Stored items
==============================

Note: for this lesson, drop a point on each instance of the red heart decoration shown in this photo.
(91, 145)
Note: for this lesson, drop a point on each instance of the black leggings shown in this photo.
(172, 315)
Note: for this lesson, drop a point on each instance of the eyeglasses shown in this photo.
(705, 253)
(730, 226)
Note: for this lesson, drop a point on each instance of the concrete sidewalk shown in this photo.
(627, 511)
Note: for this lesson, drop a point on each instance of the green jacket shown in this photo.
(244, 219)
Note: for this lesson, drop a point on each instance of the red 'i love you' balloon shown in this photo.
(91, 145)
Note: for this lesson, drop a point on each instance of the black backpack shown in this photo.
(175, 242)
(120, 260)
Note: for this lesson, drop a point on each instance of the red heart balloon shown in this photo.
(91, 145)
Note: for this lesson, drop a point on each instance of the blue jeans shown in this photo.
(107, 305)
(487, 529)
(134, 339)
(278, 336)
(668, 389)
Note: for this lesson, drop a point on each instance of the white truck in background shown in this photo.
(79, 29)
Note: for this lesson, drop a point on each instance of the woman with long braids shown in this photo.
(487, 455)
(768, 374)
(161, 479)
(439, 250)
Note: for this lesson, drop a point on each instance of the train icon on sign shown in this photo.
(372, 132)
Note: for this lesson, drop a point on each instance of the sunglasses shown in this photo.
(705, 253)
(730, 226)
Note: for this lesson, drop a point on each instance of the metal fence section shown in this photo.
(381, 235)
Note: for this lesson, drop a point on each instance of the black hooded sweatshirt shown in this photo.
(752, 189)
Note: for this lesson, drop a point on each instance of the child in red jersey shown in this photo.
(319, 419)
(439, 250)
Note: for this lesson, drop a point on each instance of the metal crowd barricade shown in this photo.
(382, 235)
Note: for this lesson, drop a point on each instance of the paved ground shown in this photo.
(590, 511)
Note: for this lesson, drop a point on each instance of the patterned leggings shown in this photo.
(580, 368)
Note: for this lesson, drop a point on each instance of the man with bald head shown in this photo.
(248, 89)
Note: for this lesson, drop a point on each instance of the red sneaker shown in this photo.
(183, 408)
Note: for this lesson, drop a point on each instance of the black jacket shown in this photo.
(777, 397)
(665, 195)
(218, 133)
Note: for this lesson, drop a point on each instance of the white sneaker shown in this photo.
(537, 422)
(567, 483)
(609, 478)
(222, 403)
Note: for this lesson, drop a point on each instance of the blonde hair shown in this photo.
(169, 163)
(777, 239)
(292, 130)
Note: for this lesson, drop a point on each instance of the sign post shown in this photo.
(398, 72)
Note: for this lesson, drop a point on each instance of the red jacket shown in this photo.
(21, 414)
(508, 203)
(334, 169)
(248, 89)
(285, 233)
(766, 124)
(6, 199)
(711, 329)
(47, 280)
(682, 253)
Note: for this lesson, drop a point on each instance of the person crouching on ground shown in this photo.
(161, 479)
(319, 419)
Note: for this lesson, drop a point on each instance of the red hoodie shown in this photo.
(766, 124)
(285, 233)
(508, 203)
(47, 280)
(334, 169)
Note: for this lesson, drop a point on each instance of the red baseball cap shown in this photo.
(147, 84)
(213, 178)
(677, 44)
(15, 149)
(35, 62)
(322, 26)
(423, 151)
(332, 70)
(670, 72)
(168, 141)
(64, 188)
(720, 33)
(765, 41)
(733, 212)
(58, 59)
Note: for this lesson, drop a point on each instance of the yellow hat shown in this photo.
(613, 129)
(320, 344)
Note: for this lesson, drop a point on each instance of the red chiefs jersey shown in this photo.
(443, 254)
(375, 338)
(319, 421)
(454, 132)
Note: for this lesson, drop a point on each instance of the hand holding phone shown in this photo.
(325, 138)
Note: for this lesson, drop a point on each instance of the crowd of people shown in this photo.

==============================

■ **What you will do**
Your answer must be every record above, set down exactly as written.

■ **Task result**
Note: for this lesson, drop a point on each instance of the red heart decoration shown in this photo.
(91, 145)
Note: for this lesson, drop a point on each instance of the black leggings shown in this photo.
(172, 315)
Note: for this lesson, drop a point on each instance of the eyeglasses shown in this photo.
(705, 253)
(730, 226)
Note: for this lesson, drop a point on each instance of the concrete sidewalk shown in this photo.
(627, 511)
Note: for this lesson, drop a point on each instance of the green jacket shown in this photo.
(244, 219)
Note: for this lesson, drop a point on each instance of the red 'i love you' balloon shown in this photo.
(91, 145)
Note: for this lesson, drop a point on each instance of the black backpack shown in this photo.
(175, 242)
(120, 260)
Note: for this lesson, drop a point on each instance of the red heart balloon shown in this photo.
(91, 145)
Note: for this lesson, drop a point on each instance of the blue jeans shown in this photo.
(107, 305)
(487, 529)
(134, 339)
(278, 336)
(668, 389)
Note: for this lesson, drop a point on each instance of the white truck in background shown in this photo.
(79, 29)
Note: for this lesson, drop a point on each instance of the woman with long braids shown in this photo.
(487, 455)
(768, 374)
(161, 479)
(439, 250)
Note: for this lesson, drop a point on each instance of the train icon on sign shown in this photo.
(372, 132)
Note: for this lesson, drop a point on each instance of the sunglasses shown in this photo.
(705, 253)
(730, 226)
Note: for this lesson, drop a point on each instance of the metal fence section shown in this photo.
(381, 235)
Note: for this lesson, drop a point on each instance of the black hooded sweatshirt shown in this photo.
(752, 189)
Note: for this lesson, drop a point on each instance of the child in red jersey shown in this photo.
(319, 419)
(439, 250)
Note: for this lesson, drop a point on each instance of the metal crowd barricade shown in this photo.
(382, 235)
Note: for this lesson, drop a point on each instance of the paved ground shown in this photo.
(590, 511)
Note: for this lesson, drop a point on each instance of the patterned leggings shown in this photo.
(580, 368)
Note: for this lesson, drop a point on each instance of the man with bald head shown in this photo.
(248, 89)
Note: for this lesson, drop a point on each instance of the red sneaker shown in this photo.
(183, 408)
Note: for this lesson, drop a point on each instance of the black jacket shown in this photo.
(777, 397)
(665, 195)
(218, 133)
Note: for this lesson, drop a point on each instance of the white sneaker shown in this photo.
(537, 422)
(567, 483)
(609, 478)
(222, 403)
Note: for this lesson, drop a point on each instance of the blonde hair shown in this photo.
(169, 163)
(777, 239)
(292, 130)
Note: for this lesson, drop a point on each instance of the sign post shown in this photo.
(398, 72)
Note: for this lesson, drop a point on each instance of the red jacket shown in this photo.
(21, 414)
(508, 203)
(334, 169)
(248, 89)
(285, 233)
(766, 124)
(6, 199)
(711, 329)
(47, 280)
(682, 253)
Note: for this lesson, drop a point on each instance of the person crouching on ground shown in this photo.
(161, 479)
(319, 419)
Note: for this lesson, drop a point on each instance of the red hoodie shown in this photo.
(766, 124)
(285, 233)
(508, 203)
(47, 280)
(334, 169)
Note: for this lesson, drop a point on each instance of the red baseball cap shown in this photo.
(147, 84)
(213, 178)
(677, 44)
(15, 149)
(35, 62)
(322, 26)
(423, 151)
(332, 70)
(670, 72)
(168, 141)
(64, 188)
(720, 33)
(765, 41)
(733, 212)
(58, 59)
Note: for this lesson, drop a point on each instance of the yellow hat shown in this photo.
(613, 129)
(320, 344)
Note: for this lesson, drop a point on each instance of the red chiefs jersey shown in this photo.
(443, 254)
(375, 338)
(319, 421)
(454, 132)
Note: for this lesson, drop a point on each instance of the hand holding phone shown in this photo.
(325, 138)
Note: for this lesson, drop a point on each instance of the crowd of people shown in this photo.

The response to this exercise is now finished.